● TASK INSTRUCTIONS
Render every line of the material below as a numbered list, skipping blank lines and leaving out the pictures.

● RAW DATA
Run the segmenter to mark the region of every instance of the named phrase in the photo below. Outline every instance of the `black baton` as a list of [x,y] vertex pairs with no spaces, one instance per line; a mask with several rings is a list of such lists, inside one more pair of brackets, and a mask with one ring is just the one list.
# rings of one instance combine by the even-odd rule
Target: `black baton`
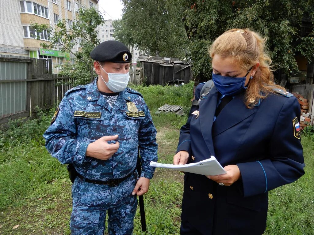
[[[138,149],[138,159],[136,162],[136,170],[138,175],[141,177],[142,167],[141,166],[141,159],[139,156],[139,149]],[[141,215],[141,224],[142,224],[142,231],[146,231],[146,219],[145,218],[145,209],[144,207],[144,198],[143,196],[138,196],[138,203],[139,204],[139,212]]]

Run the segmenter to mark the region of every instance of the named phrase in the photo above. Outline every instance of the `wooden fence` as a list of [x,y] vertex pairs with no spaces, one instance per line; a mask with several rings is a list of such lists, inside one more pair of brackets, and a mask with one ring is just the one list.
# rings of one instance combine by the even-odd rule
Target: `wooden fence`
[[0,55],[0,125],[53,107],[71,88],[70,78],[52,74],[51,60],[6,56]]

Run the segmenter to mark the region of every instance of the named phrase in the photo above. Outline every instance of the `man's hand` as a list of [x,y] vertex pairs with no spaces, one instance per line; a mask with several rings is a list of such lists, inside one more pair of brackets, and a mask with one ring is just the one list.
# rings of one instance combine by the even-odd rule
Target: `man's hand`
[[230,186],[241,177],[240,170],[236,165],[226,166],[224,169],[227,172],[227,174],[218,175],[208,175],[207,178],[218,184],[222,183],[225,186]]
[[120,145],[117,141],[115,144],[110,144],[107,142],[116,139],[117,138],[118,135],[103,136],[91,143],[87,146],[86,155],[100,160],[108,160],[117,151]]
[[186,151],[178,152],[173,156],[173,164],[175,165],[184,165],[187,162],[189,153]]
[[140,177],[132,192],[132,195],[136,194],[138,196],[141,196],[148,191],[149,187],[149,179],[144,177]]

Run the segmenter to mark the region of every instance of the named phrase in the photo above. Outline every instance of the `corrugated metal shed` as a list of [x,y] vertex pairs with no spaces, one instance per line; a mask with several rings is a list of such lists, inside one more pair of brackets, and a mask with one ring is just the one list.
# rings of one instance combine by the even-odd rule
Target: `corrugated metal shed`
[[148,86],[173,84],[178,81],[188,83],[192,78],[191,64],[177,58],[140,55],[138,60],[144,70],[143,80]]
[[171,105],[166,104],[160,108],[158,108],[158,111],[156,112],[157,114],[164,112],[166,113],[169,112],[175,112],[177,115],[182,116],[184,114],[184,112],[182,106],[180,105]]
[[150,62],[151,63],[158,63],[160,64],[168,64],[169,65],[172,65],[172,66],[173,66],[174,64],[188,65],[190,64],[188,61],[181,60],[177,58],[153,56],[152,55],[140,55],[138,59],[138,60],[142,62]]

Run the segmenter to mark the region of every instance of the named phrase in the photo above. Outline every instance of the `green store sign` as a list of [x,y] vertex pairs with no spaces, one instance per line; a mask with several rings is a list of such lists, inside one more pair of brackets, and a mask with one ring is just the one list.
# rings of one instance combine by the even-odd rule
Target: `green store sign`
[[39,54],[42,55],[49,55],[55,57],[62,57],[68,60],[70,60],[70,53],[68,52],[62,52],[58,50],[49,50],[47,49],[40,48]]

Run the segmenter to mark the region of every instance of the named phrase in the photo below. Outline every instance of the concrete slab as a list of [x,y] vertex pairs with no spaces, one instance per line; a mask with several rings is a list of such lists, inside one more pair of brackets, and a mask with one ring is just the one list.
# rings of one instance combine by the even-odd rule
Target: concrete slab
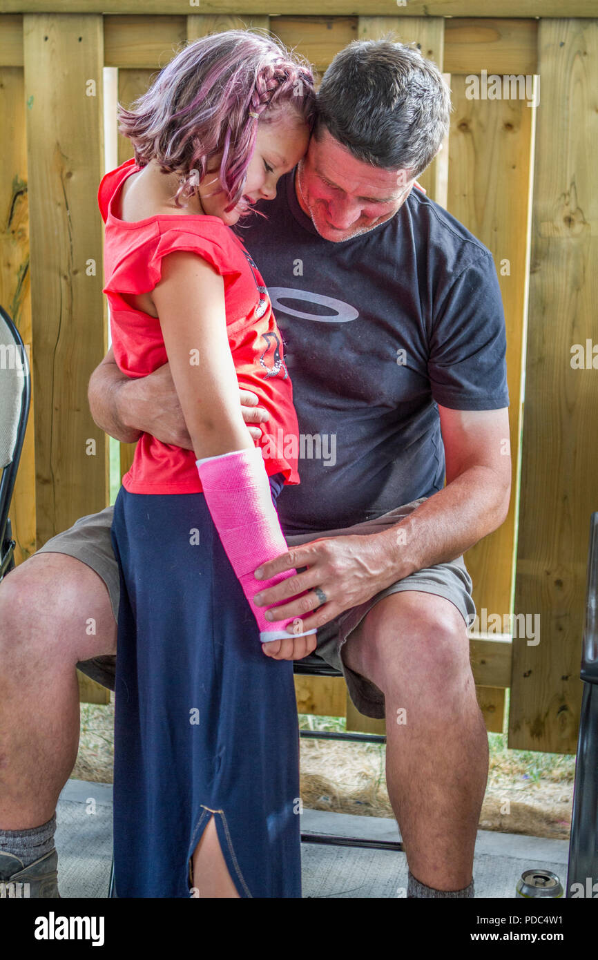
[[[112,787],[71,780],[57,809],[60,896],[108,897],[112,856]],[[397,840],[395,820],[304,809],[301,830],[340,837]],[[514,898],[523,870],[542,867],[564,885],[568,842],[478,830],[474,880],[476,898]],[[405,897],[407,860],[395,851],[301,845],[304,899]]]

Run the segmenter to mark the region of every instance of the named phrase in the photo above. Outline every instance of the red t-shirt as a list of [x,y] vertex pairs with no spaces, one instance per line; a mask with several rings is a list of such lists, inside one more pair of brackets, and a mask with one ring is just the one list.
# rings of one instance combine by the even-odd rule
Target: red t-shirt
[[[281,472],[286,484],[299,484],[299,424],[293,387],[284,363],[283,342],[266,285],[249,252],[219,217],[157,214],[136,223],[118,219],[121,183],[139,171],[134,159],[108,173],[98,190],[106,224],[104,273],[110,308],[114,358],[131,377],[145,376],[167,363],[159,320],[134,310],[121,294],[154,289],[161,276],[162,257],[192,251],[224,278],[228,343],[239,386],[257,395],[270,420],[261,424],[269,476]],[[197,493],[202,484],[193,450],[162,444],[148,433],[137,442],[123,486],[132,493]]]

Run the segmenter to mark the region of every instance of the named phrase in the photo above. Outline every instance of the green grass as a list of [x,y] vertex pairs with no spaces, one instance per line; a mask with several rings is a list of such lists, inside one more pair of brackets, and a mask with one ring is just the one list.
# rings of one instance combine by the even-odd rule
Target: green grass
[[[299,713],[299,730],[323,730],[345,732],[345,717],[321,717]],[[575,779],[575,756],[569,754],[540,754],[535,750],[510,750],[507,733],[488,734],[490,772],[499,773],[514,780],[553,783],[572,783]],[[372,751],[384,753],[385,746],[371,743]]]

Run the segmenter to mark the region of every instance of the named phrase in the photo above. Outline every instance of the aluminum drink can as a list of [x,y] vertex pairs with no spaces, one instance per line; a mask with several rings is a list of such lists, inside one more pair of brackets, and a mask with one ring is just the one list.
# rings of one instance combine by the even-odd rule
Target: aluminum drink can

● ANSWER TO THE EXERCISE
1. Run the segmenter to mark the region of every instance of the named phrase in the photo below. Outline every instance of the `black baton` as a list of [x,y] vertex pairs with no spaces, one instance per line; a mask with several rings is a list of such lists, inside one more pair of brackets, and a mask with one ring is just the one list.
2. # rings of one instance combine by the even-odd rule
3. Target: `black baton`
4. [[[138,149],[138,159],[136,162],[136,170],[138,175],[141,177],[142,167],[141,166],[141,159],[139,156],[139,149]],[[141,215],[141,224],[142,224],[142,231],[146,231],[146,219],[145,218],[145,209],[144,207],[144,198],[143,196],[138,196],[138,203],[139,204],[139,212]]]
5. Run the segmenter to mark the region of every instance of the named phrase in the photo above. Outline every instance of the `wooden fence` as a list of [x,y] vertex pairs with no spaces, one instance per line; a mask with several rings is a list of such lists, inside one more pair of brackets, and a mask with one ring is just the one list.
6. # rings of one instance combine by the even-odd rule
7. Target: `wooden fence`
8. [[0,55],[0,125],[53,107],[71,88],[70,78],[52,74],[51,60],[6,56]]
9. Run the segmenter to mark the region of every instance of the named phrase in the photo above. Outline every instance of the `man's hand` as a list of [x,y] vertex pairs with no spaces, one instance per line; a mask with several rings is a list of such lists, inside one more pair of brackets, and a mask with one ring is just the one list.
10. # rings of one instance combine by the even-odd rule
11. Target: `man's hand`
12. [[230,186],[241,177],[240,170],[236,165],[226,166],[224,169],[227,172],[227,174],[218,175],[208,175],[207,178],[218,184],[222,183],[225,186]]
13. [[120,145],[117,141],[115,144],[110,144],[107,142],[116,139],[117,138],[118,135],[103,136],[91,143],[87,146],[86,155],[100,160],[108,160],[117,151]]
14. [[186,151],[178,152],[173,156],[173,164],[175,165],[184,165],[187,162],[189,153]]
15. [[140,177],[132,192],[132,195],[136,194],[138,196],[141,196],[148,191],[149,187],[149,179],[144,177]]
16. Run the segmenter to mark the region of every instance of the named phrase in the photo above. Outline every instance of the `corrugated metal shed` as a list of [x,y] vertex pairs with no spaces, one instance per line; a mask with several rings is a list of such lists, inside one more pair of brackets, and a mask with one ring is just the one list.
17. # rings of one instance combine by the even-odd rule
18. Target: `corrugated metal shed`
19. [[148,86],[173,84],[178,81],[188,83],[192,78],[191,64],[177,58],[140,55],[138,60],[144,70],[143,80]]
20. [[171,105],[166,104],[160,108],[158,108],[158,111],[156,112],[157,114],[164,112],[166,113],[169,112],[175,112],[177,115],[182,116],[184,114],[184,112],[182,106],[180,105]]
21. [[150,62],[151,63],[158,63],[160,64],[168,64],[169,65],[172,65],[172,66],[173,66],[174,64],[188,65],[190,64],[188,61],[181,60],[177,58],[153,56],[152,55],[140,55],[138,59],[138,60],[142,62]]
22. Run the segmenter to mark the region of every instance of the named phrase in the photo above. Outline every instance of the `green store sign` as a list of [x,y] vertex pairs with no spaces, one instance per line; a mask with several rings is a list of such lists, inside one more pair of brackets, and a mask with one ring is just the one list.
23. # rings of one instance combine by the even-odd rule
24. Target: `green store sign`
25. [[39,54],[42,55],[49,55],[55,57],[62,57],[68,60],[70,60],[70,53],[68,52],[62,52],[58,50],[49,50],[47,49],[40,48]]
26. Run the segmenter to mark the region of every instance of the named phrase in the photo below. Outline every instance of the concrete slab as a list of [x,y] vertex pairs with no spaces, one instance per line; a mask with several rings is a list of such lists, inside one more pair of brackets, and a mask with one ring is just the one list.
27. # rings of one instance combine by the even-odd rule
28. Target: concrete slab
29. [[[112,787],[71,780],[57,809],[60,896],[108,897],[112,856]],[[397,840],[395,820],[304,809],[301,830],[340,837]],[[514,898],[523,870],[542,867],[564,885],[568,842],[478,830],[474,880],[476,898]],[[405,897],[407,860],[395,851],[301,845],[304,899]]]
30. Run the segmenter to mark the region of every instance of the named phrase in the photo above. Outline every instance of the red t-shirt as a list of [x,y] vertex pairs with no spaces, one instance per line; a mask with several rings is a list of such lists, inside one more pair of brackets, and a mask with one ring is just the one list.
31. # rings of one instance combine by the even-odd rule
32. Target: red t-shirt
33. [[[281,472],[286,484],[299,484],[299,424],[293,387],[284,363],[283,342],[266,285],[249,252],[219,217],[157,214],[136,223],[118,219],[121,183],[139,171],[134,159],[108,173],[98,190],[106,224],[104,273],[110,308],[114,358],[131,377],[145,376],[167,363],[159,320],[134,310],[121,294],[154,289],[161,276],[162,257],[192,251],[224,278],[228,343],[239,386],[257,395],[270,420],[261,424],[269,476]],[[197,493],[202,484],[193,450],[162,444],[148,433],[137,442],[123,486],[132,493]]]
34. Run the segmenter to mark the region of every instance of the named phrase in the photo above. Outline every instance of the green grass as a list of [x,y] vertex pairs with no spaces, one instance per line; a mask with several rings is a list of such lists, inside one more pair of brackets, and a mask with one ring is just the one list.
35. # rings of one instance combine by the even-odd rule
36. Target: green grass
37. [[[299,713],[299,730],[323,730],[345,732],[345,717],[321,717]],[[575,779],[575,756],[569,754],[540,754],[535,750],[510,750],[507,733],[488,734],[490,772],[499,773],[514,780],[553,783],[572,783]],[[372,751],[384,753],[385,746],[371,743]]]
38. Run the segmenter to mark the region of every instance of the named phrase in the photo above. Outline every instance of the aluminum drink can as a list of [x,y] vertex pairs with no spaces, one instance per line; a mask with several rings is a list of such lists, inside one more pair of brackets, and a mask with one ring is just the one list.
39. # rings of one instance combine by the even-odd rule
40. Target: aluminum drink can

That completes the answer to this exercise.